YOUR INSTRUCTIONS:
Output the listing below, from its first line through the line containing "233 252 418 357" (both included), as a JSON list of strings with one string per line and blank lines omitted.
════
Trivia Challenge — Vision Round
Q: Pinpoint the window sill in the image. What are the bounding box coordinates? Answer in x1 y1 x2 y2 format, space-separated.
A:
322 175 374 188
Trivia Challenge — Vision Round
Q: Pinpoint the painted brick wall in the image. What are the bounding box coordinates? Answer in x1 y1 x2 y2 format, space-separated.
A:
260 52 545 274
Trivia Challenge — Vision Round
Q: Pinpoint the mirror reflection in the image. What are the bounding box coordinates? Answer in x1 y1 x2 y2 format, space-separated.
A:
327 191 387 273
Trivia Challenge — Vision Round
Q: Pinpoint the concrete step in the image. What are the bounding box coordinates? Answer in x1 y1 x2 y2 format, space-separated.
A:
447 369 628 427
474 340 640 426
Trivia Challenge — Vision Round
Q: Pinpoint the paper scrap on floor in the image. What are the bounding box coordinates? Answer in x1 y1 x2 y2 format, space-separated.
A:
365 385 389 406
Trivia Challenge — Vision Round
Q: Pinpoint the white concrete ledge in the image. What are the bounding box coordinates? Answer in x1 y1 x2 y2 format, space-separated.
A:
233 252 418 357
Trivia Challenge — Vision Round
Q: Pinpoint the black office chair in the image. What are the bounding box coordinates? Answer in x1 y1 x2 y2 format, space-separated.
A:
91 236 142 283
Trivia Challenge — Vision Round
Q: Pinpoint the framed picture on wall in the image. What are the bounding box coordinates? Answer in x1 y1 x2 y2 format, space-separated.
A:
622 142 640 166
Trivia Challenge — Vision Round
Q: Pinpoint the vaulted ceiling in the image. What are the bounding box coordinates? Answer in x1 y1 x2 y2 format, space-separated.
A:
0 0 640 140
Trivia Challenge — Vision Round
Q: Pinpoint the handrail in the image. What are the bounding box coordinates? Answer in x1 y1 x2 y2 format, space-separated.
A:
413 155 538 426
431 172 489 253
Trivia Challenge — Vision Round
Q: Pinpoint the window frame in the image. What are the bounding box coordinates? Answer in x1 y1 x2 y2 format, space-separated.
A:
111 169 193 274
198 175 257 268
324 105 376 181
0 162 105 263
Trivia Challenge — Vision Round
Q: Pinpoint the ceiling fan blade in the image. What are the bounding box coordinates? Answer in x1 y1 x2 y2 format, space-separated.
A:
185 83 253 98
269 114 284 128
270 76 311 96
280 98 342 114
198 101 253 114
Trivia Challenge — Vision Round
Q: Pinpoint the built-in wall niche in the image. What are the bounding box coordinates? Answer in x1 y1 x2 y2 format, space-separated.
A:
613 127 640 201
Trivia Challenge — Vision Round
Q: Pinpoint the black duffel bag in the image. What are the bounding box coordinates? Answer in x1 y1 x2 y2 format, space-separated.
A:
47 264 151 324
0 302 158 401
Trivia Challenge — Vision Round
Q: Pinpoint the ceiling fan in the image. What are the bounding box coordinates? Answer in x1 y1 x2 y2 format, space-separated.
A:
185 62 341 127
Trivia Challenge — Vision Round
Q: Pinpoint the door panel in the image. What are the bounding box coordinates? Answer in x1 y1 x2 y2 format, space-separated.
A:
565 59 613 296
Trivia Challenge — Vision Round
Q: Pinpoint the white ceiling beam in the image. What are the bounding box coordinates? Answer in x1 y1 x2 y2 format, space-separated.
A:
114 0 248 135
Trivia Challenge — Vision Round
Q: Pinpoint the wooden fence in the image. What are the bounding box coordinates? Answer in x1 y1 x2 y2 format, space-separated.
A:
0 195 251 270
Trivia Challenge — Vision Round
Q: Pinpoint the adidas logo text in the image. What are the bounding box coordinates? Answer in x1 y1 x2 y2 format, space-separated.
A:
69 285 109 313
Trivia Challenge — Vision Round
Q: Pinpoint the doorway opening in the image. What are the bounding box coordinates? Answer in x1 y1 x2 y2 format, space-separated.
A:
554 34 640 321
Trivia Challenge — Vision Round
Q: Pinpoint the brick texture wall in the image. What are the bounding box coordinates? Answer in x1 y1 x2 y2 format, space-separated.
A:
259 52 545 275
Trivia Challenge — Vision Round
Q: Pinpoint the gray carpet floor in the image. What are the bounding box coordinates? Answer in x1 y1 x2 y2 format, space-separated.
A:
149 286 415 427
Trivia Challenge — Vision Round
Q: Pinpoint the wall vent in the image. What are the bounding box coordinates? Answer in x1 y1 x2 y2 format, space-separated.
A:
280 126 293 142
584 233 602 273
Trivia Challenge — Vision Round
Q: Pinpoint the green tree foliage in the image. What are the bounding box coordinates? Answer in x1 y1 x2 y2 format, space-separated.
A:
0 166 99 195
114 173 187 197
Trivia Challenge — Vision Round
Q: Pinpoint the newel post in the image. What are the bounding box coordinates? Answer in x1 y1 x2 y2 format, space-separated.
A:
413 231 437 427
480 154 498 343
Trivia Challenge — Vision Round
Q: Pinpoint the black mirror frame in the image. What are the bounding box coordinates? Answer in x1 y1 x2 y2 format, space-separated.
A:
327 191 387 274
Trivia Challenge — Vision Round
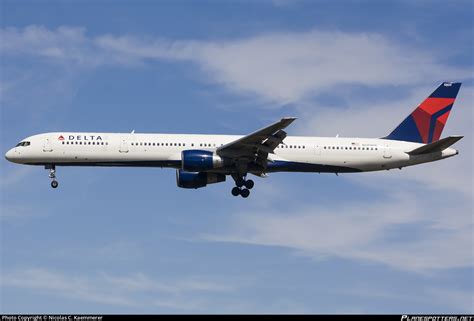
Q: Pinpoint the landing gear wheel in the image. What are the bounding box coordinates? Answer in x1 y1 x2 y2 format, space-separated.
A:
244 179 255 189
232 187 240 196
235 178 245 187
240 189 250 198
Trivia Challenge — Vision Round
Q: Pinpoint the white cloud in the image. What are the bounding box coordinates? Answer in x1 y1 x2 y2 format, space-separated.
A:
204 187 474 272
0 268 241 311
0 26 471 105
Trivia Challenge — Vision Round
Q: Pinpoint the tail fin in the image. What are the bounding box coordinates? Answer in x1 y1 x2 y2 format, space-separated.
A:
384 82 461 144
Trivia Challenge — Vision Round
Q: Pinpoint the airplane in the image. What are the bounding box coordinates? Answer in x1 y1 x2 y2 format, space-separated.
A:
5 82 463 198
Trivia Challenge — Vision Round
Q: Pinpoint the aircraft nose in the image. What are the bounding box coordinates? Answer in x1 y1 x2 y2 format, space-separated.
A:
5 148 17 162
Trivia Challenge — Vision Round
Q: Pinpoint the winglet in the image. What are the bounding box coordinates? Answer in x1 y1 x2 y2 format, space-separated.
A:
280 117 297 129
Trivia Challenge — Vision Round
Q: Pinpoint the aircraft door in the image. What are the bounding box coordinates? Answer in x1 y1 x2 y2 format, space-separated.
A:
119 138 128 153
316 145 323 156
43 137 53 152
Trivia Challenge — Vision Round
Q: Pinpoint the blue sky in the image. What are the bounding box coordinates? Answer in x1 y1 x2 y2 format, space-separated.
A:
0 0 474 313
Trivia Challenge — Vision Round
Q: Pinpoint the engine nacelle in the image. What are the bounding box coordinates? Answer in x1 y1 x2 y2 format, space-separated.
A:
181 149 224 172
176 169 225 188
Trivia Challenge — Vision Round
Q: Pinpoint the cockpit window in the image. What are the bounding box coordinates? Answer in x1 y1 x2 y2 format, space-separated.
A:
15 142 30 147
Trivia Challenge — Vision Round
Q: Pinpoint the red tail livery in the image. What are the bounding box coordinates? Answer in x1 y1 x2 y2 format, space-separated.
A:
385 82 461 144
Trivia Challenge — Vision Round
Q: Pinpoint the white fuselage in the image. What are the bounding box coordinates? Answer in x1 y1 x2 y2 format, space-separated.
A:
2 132 458 174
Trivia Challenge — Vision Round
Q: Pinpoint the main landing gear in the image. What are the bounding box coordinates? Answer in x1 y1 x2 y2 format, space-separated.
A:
45 165 59 188
232 175 255 198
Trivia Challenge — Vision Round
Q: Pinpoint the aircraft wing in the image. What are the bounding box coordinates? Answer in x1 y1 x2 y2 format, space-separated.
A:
216 117 296 168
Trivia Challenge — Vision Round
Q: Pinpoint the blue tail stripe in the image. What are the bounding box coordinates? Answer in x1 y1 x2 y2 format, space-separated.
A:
428 104 453 144
430 82 461 98
384 115 423 143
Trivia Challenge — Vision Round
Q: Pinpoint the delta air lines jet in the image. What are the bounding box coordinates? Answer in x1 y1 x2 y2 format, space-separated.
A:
5 82 463 198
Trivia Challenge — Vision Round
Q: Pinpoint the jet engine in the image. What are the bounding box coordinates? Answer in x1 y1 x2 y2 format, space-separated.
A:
181 149 224 172
176 169 225 188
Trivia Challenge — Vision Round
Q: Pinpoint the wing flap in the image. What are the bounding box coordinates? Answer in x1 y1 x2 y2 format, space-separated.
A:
216 117 296 157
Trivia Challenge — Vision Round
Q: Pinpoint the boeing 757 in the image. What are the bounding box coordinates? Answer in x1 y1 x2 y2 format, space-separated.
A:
5 82 463 198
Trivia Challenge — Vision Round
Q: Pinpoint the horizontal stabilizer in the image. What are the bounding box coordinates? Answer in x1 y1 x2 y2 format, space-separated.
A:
407 136 464 155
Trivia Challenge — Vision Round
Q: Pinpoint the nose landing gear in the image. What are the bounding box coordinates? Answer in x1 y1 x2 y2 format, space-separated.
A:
232 175 255 198
45 165 59 188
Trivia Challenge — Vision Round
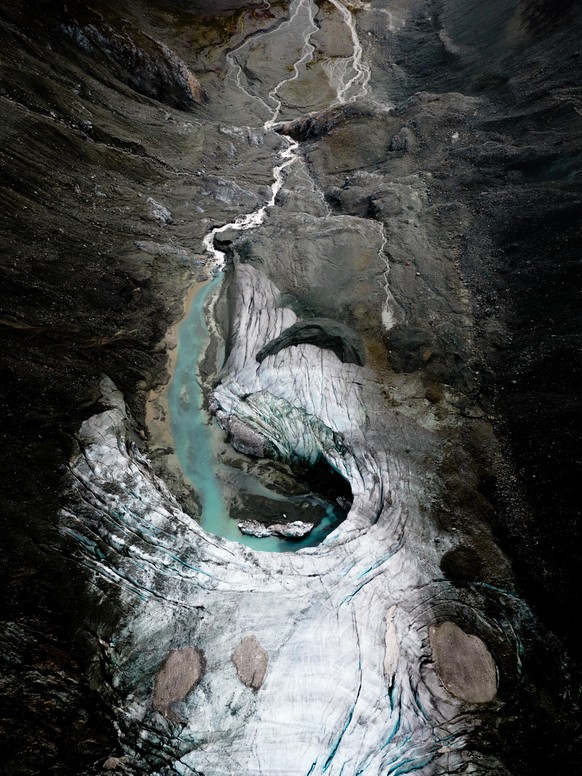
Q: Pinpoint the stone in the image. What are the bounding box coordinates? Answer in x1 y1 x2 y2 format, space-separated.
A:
232 636 269 690
429 621 497 703
152 647 206 721
238 520 313 539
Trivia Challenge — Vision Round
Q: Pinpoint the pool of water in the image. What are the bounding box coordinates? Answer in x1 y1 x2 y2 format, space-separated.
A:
168 276 346 552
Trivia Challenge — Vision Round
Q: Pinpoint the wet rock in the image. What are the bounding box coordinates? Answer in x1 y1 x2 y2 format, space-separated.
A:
148 197 174 224
275 103 374 142
238 520 313 539
152 647 206 722
232 636 269 690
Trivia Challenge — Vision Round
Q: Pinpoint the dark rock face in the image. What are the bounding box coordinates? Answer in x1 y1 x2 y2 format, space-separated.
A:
257 318 366 366
0 0 582 776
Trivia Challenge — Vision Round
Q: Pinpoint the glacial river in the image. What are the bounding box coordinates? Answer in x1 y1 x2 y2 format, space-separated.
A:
168 275 346 552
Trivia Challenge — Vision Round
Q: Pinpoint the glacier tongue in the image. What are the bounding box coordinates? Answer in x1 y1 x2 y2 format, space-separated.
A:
63 264 516 776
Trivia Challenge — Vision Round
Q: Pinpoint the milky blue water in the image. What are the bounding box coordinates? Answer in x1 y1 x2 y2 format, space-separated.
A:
168 276 346 552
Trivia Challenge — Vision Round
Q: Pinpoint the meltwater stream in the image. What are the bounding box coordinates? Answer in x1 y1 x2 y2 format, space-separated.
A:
169 0 369 552
168 276 346 552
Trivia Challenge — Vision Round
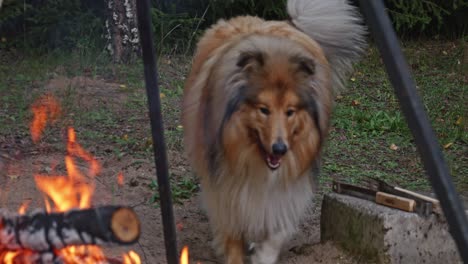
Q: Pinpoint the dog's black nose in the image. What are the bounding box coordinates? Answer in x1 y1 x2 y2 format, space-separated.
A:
271 139 288 156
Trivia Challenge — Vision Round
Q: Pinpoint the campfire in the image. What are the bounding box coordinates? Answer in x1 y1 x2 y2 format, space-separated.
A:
0 96 141 264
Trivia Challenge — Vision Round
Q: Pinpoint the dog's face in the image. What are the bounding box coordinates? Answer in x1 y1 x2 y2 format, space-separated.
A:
221 39 330 173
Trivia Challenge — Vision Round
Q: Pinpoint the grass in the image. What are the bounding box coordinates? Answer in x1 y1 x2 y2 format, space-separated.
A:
0 41 468 202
════
SOLUTION FOR THIS EXERCISE:
[
  "Trivia Challenge — Vision Round",
  "Q: Pinpoint the window sill in the image. What are the bounding box coordinates? Answer in x1 y1 x2 y2 format, space-separated.",
  "A:",
  "322 175 374 188",
  "Trivia Challenge — Vision Round",
  "Q: Pinpoint the painted brick wall in the image. What are the bounding box coordinates? Answer in x1 y1 x2 y2 format, space-separated.",
  "A:",
  "260 52 545 274",
  "Trivia Challenge — Vision Round",
  "Q: Pinpoint the mirror reflection in the image. What are the bounding box coordinates? Answer in x1 y1 x2 y2 format, space-separated.",
  "A:",
  "327 191 387 273",
  "Trivia Challenge — Vision Round",
  "Q: Pinpoint the concrete step in the image. What are the bounding box coordinates? Answer in x1 y1 x2 y2 format, space-separated.",
  "A:",
  "447 369 628 427",
  "474 340 640 426",
  "Trivia Challenge — Vision Round",
  "Q: Pinpoint the paper scrap on floor in the image. What are the bounding box coordinates? Answer in x1 y1 x2 y2 format, space-separated.",
  "A:",
  "365 385 389 406",
  "Trivia Challenge — Vision Round",
  "Q: Pinpoint the white concrete ledge in the image. What are the bounding box coordinates? Answer in x1 y1 x2 y2 format, space-separated.",
  "A:",
  "233 252 418 357"
]